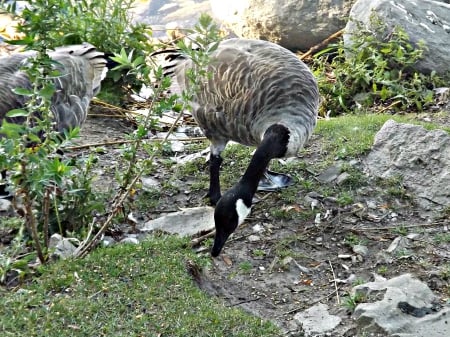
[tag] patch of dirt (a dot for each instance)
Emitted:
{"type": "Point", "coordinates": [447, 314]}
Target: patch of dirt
{"type": "Point", "coordinates": [276, 268]}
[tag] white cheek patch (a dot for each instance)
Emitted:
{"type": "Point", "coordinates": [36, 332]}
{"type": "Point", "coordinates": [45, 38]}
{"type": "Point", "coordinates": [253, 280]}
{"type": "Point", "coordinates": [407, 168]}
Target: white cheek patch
{"type": "Point", "coordinates": [242, 211]}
══════════
### Exercise goal
Output the lines from the one containing "[tag] white cheek" through the last line above, both included, as a JSON list of strings with one string per line and no blank lines.

### Answer to the task
[
  "[tag] white cheek patch (a dot for each instance)",
  "Emitted:",
  "{\"type\": \"Point\", \"coordinates\": [36, 332]}",
  "{\"type\": \"Point\", \"coordinates\": [45, 38]}",
  "{\"type\": \"Point\", \"coordinates\": [253, 280]}",
  "{\"type\": \"Point\", \"coordinates\": [407, 168]}",
  "Target: white cheek patch",
  "{\"type\": \"Point\", \"coordinates\": [242, 211]}"
]